* **Task to complete**
Beginning at the line containing "434L432 415L410 416L408", output every line to the end of the data below exactly as it appears.

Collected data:

+---+

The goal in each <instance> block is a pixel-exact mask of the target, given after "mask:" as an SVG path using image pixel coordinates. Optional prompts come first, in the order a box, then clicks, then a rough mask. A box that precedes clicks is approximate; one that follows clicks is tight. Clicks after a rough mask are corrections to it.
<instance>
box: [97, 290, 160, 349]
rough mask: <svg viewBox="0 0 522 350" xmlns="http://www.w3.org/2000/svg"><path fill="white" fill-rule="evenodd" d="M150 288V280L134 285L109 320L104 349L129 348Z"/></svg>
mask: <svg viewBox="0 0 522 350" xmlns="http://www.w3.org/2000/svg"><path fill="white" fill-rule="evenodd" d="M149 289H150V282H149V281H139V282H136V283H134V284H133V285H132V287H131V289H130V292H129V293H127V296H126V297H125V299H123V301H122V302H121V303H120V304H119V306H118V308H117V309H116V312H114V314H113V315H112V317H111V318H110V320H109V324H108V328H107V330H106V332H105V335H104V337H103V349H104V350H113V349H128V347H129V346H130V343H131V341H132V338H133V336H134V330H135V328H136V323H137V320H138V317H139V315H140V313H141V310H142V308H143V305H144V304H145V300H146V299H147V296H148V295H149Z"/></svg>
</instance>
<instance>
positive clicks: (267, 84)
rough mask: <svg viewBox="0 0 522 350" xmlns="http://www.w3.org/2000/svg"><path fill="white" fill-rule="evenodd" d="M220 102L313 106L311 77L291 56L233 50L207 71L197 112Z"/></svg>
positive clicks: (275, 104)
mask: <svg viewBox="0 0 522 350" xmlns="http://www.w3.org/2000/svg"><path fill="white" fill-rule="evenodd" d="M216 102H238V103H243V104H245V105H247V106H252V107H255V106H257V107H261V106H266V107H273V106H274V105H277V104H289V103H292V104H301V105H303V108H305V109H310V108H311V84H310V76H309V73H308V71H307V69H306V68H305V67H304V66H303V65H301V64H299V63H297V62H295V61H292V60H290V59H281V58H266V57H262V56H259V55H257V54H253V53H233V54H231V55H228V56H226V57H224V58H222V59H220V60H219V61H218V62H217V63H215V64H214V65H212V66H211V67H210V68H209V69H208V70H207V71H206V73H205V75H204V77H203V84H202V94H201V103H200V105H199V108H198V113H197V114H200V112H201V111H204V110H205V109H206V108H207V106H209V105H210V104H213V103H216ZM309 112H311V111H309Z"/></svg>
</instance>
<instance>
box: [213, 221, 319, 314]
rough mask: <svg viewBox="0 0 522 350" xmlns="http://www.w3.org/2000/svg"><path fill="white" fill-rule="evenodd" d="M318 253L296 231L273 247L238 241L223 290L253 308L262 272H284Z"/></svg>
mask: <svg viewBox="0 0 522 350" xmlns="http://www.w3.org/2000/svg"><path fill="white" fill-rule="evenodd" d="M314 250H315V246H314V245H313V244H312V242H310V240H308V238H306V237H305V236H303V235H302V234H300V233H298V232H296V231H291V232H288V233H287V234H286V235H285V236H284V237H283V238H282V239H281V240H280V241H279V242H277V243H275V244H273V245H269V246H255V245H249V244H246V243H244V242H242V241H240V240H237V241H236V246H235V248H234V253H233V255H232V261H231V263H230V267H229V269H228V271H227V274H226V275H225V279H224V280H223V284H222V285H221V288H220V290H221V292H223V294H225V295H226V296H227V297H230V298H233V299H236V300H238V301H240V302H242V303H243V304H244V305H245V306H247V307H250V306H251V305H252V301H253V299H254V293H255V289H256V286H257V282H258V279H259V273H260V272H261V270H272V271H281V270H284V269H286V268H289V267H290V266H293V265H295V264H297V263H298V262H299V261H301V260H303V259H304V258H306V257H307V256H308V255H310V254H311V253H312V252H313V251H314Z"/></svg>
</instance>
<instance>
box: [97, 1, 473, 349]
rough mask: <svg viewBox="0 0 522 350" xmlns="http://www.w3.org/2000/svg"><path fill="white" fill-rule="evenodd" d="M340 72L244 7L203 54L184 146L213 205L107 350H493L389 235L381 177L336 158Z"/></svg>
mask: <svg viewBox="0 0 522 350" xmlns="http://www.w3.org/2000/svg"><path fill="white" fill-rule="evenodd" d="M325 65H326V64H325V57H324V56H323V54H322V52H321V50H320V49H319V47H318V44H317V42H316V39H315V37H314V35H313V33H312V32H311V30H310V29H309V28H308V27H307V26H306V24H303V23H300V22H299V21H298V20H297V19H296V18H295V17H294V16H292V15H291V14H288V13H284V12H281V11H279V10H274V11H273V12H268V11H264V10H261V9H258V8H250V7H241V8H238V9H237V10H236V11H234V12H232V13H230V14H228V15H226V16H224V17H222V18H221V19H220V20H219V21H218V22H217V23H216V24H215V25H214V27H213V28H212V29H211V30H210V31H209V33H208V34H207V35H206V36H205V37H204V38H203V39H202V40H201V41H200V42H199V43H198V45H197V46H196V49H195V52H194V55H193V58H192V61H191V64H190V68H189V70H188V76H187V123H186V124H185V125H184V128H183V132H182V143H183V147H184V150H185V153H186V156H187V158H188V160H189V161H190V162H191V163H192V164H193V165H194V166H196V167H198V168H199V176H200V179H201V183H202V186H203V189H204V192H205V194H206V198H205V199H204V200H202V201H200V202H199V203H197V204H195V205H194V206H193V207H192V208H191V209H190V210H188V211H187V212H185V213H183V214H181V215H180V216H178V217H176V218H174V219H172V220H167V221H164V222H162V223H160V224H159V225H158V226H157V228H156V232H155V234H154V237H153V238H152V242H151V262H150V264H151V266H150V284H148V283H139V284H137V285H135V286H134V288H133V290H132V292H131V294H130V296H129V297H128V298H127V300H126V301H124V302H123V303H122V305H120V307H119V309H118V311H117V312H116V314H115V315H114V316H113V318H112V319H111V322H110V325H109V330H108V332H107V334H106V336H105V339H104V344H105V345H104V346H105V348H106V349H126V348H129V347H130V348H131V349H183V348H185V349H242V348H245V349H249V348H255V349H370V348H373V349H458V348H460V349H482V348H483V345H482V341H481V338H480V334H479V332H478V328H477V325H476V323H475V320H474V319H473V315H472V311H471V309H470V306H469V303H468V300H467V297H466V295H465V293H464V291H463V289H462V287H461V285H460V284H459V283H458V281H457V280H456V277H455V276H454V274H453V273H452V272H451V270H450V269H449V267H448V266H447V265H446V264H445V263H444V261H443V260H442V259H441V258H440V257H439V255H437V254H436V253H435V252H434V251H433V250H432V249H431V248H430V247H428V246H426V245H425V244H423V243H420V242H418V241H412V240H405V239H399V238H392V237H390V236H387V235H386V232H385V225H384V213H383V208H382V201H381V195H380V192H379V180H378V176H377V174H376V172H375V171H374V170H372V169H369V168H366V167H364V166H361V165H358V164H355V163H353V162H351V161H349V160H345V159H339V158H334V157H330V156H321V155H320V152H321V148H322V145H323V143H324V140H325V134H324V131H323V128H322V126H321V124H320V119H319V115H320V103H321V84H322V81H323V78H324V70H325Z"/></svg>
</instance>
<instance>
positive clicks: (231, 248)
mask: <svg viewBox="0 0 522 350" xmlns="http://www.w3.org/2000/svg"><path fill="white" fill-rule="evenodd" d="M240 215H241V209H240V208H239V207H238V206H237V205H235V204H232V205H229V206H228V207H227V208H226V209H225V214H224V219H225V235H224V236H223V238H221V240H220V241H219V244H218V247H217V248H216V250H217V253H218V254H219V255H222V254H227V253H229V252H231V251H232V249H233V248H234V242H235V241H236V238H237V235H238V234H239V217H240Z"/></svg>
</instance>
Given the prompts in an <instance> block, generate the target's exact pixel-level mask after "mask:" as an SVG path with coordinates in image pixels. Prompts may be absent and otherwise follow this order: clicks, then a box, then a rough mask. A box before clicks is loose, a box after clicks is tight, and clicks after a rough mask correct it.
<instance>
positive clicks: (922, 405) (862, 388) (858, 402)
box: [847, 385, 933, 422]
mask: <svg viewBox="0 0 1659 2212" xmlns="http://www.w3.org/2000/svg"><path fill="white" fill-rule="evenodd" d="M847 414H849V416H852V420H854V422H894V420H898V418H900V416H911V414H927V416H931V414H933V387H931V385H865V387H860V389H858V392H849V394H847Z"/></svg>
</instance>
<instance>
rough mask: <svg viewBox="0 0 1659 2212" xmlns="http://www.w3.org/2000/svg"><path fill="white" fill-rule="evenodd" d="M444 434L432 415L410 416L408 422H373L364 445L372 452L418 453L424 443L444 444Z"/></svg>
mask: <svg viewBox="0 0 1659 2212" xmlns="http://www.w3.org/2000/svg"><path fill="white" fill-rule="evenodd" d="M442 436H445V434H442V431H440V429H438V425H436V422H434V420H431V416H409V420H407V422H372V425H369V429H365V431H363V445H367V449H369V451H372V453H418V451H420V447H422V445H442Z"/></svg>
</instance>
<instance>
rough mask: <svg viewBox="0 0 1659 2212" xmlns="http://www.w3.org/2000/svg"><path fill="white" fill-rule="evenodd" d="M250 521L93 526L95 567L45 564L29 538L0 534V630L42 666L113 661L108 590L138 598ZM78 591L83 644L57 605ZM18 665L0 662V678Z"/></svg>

+---+

* **Task response**
rough mask: <svg viewBox="0 0 1659 2212" xmlns="http://www.w3.org/2000/svg"><path fill="white" fill-rule="evenodd" d="M444 434L432 415L410 416L408 422H373L364 445L372 452L418 453L424 443L444 444Z"/></svg>
mask: <svg viewBox="0 0 1659 2212" xmlns="http://www.w3.org/2000/svg"><path fill="white" fill-rule="evenodd" d="M442 436H445V434H442V431H440V429H438V425H436V422H434V420H431V416H409V420H407V422H372V425H369V429H365V431H363V445H367V449H369V451H372V453H418V451H420V447H422V445H442Z"/></svg>
</instance>
<instance>
rough mask: <svg viewBox="0 0 1659 2212" xmlns="http://www.w3.org/2000/svg"><path fill="white" fill-rule="evenodd" d="M250 521L93 526L95 567L45 564L29 538L0 534V630L42 666L113 661L108 590L138 598ZM78 591L83 644L57 605ZM18 665L0 662V678Z"/></svg>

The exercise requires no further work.